Kreml-Sprecher Dmitri Peskow sagte der Nachrichtenagentur RIA Nowosti, Präsident Wladimir Putin habe eine Regierungskommission eingerichtet, die den Vorfall untersuchen solle. Die russischen Behörden leiteten strafrechtliche Ermittlungen ein.

Die 19 Kilometer lange Straßen- und Eisenbahnbrücke führt über die Straße von Kertsch und verbindet die von Russland annektierte ukrainische Halbinsel Krim mit dem russischen Staatsgebiet. Sie wurde vier Jahre nach der Annexion der Krim durch Russland fertiggestellt und 2018 von Putin persönlich eingeweiht – und ist somit für Russen wie Ukrainer auch von besonderer symbolischer Bedeutung.

» Entnommenes Material:
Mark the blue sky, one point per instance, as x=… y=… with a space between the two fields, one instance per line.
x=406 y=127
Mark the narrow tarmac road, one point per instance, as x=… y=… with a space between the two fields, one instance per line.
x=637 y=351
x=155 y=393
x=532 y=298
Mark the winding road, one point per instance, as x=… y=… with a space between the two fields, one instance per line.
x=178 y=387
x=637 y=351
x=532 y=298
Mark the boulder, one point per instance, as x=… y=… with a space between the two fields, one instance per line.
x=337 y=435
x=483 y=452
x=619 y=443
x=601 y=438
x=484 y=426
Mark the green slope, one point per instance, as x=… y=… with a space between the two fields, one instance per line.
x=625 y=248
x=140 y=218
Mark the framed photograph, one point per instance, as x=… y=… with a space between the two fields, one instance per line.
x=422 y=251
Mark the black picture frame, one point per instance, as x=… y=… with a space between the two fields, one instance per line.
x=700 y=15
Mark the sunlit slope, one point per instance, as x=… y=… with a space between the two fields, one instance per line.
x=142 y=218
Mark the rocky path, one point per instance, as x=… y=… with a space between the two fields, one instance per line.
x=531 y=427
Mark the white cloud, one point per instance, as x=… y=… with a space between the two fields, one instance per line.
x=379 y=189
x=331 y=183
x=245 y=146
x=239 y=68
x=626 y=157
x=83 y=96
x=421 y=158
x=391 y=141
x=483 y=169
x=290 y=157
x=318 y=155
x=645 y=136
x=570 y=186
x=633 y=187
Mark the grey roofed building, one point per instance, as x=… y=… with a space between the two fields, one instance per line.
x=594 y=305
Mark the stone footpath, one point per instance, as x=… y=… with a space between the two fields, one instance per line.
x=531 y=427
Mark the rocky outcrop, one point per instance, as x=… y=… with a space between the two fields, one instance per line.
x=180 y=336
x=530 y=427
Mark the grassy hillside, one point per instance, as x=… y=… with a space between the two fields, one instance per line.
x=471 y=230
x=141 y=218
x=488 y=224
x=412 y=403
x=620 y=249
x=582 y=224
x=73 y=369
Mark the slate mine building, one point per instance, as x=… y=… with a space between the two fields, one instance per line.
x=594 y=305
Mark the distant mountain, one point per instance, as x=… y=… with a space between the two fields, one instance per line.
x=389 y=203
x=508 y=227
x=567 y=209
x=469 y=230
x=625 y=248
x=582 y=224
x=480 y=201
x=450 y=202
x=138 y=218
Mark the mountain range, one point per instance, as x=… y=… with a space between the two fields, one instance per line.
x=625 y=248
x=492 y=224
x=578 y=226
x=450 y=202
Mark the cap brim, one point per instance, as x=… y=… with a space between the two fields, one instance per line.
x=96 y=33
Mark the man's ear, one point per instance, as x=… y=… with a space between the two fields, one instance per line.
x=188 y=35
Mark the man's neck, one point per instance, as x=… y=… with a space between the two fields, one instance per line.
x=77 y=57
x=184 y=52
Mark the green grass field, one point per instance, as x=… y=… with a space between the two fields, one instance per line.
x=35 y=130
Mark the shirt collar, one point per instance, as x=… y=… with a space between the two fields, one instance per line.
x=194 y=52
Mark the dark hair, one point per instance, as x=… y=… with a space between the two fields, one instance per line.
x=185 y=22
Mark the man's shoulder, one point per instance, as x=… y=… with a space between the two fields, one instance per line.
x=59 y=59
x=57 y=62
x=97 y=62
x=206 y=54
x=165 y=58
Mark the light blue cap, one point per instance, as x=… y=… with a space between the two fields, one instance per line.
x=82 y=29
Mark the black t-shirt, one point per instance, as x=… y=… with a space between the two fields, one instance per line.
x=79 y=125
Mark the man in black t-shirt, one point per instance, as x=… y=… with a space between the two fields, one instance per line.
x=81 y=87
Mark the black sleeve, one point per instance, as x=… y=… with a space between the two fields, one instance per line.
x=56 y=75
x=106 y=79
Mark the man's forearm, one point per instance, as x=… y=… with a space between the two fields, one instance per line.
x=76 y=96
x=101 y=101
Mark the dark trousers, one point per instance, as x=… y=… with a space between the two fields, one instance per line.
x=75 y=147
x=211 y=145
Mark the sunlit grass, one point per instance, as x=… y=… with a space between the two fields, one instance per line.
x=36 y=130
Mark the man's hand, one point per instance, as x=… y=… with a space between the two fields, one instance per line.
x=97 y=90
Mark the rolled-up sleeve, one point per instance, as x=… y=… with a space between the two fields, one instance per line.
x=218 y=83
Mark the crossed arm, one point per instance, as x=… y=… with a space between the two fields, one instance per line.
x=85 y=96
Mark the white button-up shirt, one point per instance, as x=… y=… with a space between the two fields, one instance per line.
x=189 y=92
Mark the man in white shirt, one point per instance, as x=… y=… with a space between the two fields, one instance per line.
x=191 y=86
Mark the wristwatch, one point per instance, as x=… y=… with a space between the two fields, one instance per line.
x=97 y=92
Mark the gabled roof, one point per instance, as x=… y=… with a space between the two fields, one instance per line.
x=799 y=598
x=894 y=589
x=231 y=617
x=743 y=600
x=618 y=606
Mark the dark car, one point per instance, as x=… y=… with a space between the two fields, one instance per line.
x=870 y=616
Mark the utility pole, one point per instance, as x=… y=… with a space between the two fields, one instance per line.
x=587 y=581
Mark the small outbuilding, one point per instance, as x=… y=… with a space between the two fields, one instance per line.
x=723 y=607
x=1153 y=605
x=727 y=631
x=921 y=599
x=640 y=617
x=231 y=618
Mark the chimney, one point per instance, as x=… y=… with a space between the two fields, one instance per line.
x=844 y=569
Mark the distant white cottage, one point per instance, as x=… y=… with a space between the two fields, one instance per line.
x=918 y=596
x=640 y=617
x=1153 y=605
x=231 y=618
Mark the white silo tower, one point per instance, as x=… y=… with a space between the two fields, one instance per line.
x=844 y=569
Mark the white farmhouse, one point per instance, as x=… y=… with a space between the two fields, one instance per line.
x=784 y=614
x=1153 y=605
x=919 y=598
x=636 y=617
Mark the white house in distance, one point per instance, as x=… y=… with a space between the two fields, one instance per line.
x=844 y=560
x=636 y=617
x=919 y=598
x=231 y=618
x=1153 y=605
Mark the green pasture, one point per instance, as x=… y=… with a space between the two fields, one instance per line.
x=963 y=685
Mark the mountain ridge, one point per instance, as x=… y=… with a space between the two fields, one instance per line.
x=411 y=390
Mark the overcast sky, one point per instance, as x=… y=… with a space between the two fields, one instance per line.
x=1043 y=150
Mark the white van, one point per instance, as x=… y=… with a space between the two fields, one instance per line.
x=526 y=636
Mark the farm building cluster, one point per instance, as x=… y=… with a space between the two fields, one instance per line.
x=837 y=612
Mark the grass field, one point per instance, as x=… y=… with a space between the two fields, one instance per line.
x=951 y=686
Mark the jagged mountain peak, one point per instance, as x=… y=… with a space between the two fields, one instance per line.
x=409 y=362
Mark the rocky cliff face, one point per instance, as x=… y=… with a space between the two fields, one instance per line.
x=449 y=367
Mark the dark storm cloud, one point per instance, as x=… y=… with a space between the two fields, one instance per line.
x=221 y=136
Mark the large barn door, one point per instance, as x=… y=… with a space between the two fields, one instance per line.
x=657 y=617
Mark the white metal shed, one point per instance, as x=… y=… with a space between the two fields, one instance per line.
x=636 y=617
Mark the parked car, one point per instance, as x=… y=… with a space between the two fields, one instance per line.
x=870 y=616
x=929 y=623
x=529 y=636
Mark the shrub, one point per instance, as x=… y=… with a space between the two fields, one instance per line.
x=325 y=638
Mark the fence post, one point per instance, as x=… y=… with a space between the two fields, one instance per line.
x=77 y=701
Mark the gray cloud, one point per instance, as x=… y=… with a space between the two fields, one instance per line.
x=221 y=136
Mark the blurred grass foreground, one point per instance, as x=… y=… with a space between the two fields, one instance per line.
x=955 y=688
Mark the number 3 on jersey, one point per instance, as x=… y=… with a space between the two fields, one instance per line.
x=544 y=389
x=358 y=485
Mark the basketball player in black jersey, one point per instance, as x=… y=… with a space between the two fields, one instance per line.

» Aufgabe: Schreibe aus dem Seitentext die Stelle von „Kreml-Sprecher Dmitri Peskow“ bis einschließlich „besonderer symbolischer Bedeutung.“ wortgetreu ab. Das Material stammt aus einer anderen Quelle als der Seitentext.

» Lösung:
Kreml-Sprecher Dmitri Peskow sagte der Nachrichtenagentur RIA Nowosti, Präsident Wladimir Putin habe eine Regierungskommission eingerichtet, die den Vorfall untersuchen solle. Die russischen Behörden leiteten strafrechtliche Ermittlungen ein.

Die 19 Kilometer lange Straßen- und Eisenbahnbrücke führt über die Straße von Kertsch und verbindet die von Russland annektierte ukrainische Halbinsel Krim mit dem russischen Staatsgebiet. Sie wurde vier Jahre nach der Annexion der Krim durch Russland fertiggestellt und 2018 von Putin persönlich eingeweiht – und ist somit für Russen wie Ukrainer auch von besonderer symbolischer Bedeutung.